▶ Exercise task: Reproduce every one of the records below word for word, leaving out the pictures.
::: Records for this exercise
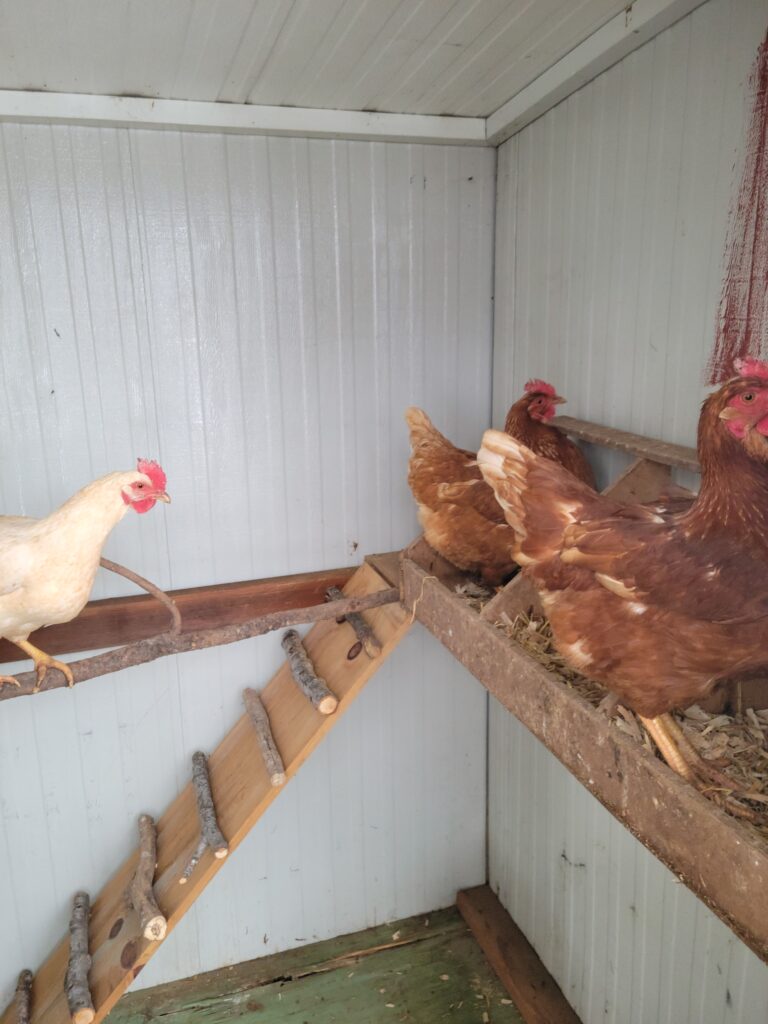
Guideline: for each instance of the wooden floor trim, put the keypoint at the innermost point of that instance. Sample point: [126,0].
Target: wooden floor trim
[530,986]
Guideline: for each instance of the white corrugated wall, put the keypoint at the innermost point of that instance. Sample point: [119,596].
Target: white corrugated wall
[610,227]
[256,313]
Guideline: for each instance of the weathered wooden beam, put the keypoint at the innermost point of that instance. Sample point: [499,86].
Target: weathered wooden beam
[243,794]
[534,990]
[167,643]
[120,621]
[721,859]
[644,448]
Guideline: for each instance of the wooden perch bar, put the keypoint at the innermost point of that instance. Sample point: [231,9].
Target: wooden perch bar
[76,980]
[304,675]
[23,997]
[363,631]
[260,720]
[211,837]
[166,643]
[140,891]
[119,621]
[724,861]
[243,794]
[643,448]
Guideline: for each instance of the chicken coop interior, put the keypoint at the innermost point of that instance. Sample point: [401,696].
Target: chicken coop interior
[385,687]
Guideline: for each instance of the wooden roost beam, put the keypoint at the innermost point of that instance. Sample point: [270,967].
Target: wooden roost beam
[243,790]
[119,621]
[724,861]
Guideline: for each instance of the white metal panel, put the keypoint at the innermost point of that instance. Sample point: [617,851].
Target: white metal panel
[256,313]
[625,940]
[610,228]
[465,56]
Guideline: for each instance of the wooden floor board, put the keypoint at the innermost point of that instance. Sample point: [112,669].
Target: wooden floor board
[423,971]
[242,791]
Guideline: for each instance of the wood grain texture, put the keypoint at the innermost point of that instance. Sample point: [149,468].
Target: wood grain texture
[722,860]
[419,970]
[623,440]
[119,621]
[242,790]
[532,988]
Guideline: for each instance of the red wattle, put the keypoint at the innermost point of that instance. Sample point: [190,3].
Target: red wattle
[142,506]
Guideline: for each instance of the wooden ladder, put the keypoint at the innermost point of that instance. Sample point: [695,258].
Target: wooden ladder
[242,793]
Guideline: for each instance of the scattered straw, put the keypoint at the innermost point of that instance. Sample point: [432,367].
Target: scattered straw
[421,595]
[736,743]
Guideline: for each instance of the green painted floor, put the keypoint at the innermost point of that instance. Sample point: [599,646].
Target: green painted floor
[422,970]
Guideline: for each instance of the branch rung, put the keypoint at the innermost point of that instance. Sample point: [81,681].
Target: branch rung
[260,720]
[302,670]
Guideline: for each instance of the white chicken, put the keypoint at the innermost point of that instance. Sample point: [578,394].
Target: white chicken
[47,566]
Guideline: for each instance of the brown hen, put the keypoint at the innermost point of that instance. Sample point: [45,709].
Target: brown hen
[657,607]
[458,512]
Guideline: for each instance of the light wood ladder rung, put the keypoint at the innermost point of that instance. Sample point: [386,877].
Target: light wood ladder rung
[242,791]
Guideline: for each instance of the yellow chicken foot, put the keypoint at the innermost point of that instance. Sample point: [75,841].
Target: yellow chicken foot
[677,751]
[44,662]
[666,741]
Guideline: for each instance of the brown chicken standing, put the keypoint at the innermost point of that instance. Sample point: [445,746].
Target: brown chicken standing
[656,607]
[458,512]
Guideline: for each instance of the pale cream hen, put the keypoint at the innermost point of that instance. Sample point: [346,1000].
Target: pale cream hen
[47,566]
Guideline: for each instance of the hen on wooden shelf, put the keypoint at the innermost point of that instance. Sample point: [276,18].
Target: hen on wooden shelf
[47,566]
[656,605]
[460,517]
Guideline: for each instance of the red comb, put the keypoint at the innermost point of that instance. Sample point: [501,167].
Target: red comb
[152,469]
[537,386]
[750,367]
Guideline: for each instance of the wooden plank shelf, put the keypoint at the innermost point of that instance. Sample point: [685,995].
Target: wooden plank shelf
[723,860]
[242,791]
[678,456]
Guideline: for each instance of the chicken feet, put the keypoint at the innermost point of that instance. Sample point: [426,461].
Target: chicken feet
[43,662]
[679,754]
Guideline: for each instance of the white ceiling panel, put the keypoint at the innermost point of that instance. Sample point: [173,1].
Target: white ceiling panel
[462,57]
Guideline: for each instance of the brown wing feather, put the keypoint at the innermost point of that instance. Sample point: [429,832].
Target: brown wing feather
[457,509]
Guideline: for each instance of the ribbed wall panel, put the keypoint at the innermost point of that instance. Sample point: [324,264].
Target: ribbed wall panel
[256,314]
[610,228]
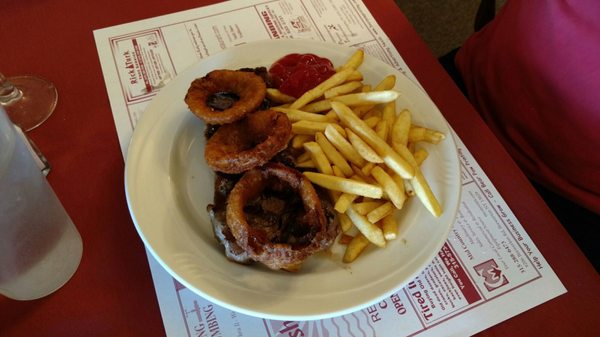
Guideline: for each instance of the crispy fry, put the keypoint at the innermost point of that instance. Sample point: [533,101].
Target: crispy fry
::::::
▶ Solution to the problem:
Guideline: for each instance of the wooden floor trim, put the keypoint at the innermost point of that instance. Sample point: [126,0].
Target: wooden floor trim
[530,986]
Guideline: for each instance of the white corrugated wall, put the keypoint at the innermost point of that instance. Sample point: [119,596].
Target: white corrugated wall
[610,227]
[256,313]
Guideline: for each instance of the weathered wooden beam, put the keypoint at the innermost point of that instance. Sample point: [499,86].
Target: weathered wooden beam
[243,794]
[534,990]
[167,643]
[120,621]
[721,859]
[644,448]
Guideline: for each instance of the wooden perch bar, put the keypoint at the innermost point of that instance. Sample point: [231,9].
Target: wooden perch bar
[76,980]
[304,675]
[23,997]
[363,631]
[260,720]
[211,837]
[166,643]
[140,891]
[119,621]
[724,861]
[243,794]
[643,448]
Guideline: for each instance of the chicken coop interior, put the keypoint at the innermost point of that instance. Sample point: [401,696].
Target: chicken coop interior
[385,687]
Guideline: for each instance of the wooden roost beam, put the keypoint at the innermost point of that instance. Sample point: [270,967].
Target: wooden roost beam
[243,790]
[119,621]
[724,861]
Guideline: for each instance of the white metal panel, put the keypoint at the innermost point of that instance. Sample point: [617,851].
Target: white metal panel
[256,313]
[625,940]
[610,228]
[465,56]
Guideline: for each instance of the wooden floor board, put the keypoint at the innermost point of that instance. Sample point: [112,669].
Target: wooden floor board
[423,971]
[242,791]
Guideline: for each instance of the wood grain texture, put the keypoint at the innermost point of that instance. Sample point: [149,468].
Target: wood grain texture
[722,860]
[419,970]
[623,440]
[119,621]
[242,790]
[532,988]
Guideline: for each instance of the red wattle, put the keypoint at the innermost point of that instance. Sample point: [190,3].
Target: red wattle
[142,506]
Guideline: for each instance of the wooden ladder, put the keypoint at the innermost point of that instance. Sample point: [695,258].
Target: wooden ladder
[242,793]
Guideline: for each instance of the scattered straw, put the keypoint at the innermost point of that instance. Sample point: [432,367].
Target: scattered straw
[421,595]
[736,743]
Guideline: for each instance of the green painted floor, put the keypoint at the innermost point of that instance. Sample point: [599,646].
Target: green painted floor
[422,970]
Guideline: for each instance of the branch rung, put the keypoint at the innermost point of that instance. Sample point: [81,681].
Target: branch rung
[260,720]
[302,670]
Guideline: for each instance of the white chicken, put the keypoint at the innermost point of that instance. Sample point: [578,394].
Target: white chicken
[47,566]
Guideline: for each instance of the brown hen, put the keypoint at the innermost point of that instance. Sample point: [45,709].
Target: brown hen
[657,607]
[458,512]
Guideline: for each instance of the light wood ladder rung, put the keypoint at the innermost point of that instance. Sample point: [386,877].
Target: light wood ladder rung
[242,791]
Guideline: for each instance of the yellow chicken foot, put the keypoint at the innermost point of that instance. Sample point: [75,841].
Target: yellow chicken foot
[677,751]
[44,662]
[666,741]
Guideline: for each instance of the brown chicken standing, put the keypoint at the innermost point of that instance. Sample point: [445,746].
Target: brown chicken standing
[656,607]
[458,512]
Guideline: for each instance of the pale cream hen, put the keypoint at the innermost point of that instance. Sample point: [346,1000].
Target: pale cream hen
[47,566]
Guideline: for each instance of the hen on wooden shelf, put the keypoint at the innermost point of that instance. Sample point: [276,18].
Target: hen on wooden shelf
[47,566]
[656,605]
[460,517]
Guideline: for each instance of the red comb, put the keypoint at the innermost point of that instance. Sample point: [501,167].
Target: red comb
[152,469]
[537,386]
[750,367]
Guideline: for each instance of the wooden plank shelf, put the keypoint at the innermost point of that instance. Sample point: [685,995].
Target: wooden plank shelf
[723,860]
[242,791]
[678,456]
Guideline: for each instance of the chicken feet, put the keypoint at the innermost point of that instance. Sample point: [426,461].
Target: chicken feet
[43,662]
[679,754]
Guideline: for each instance of the white ceiling panel, put the keypoint at the innermost point of that instance. Sample point: [173,1].
Target: white ceiling panel
[462,57]
Guideline: for each instance of the brown wing feather, put the keypoint at the innermost point of that instance. Sample point: [429,832].
Target: brown wing feather
[457,509]
Guideline: for each instance of the ribbed wall panel, put the keypoint at the innermost point of that instance. Sample point: [324,264].
Target: ribbed wall panel
[256,314]
[610,228]
Guideline: for each instance of the crispy fry, put the keypoint at the innermost point of that instance. Sample point: [533,101].
Target: crispy fry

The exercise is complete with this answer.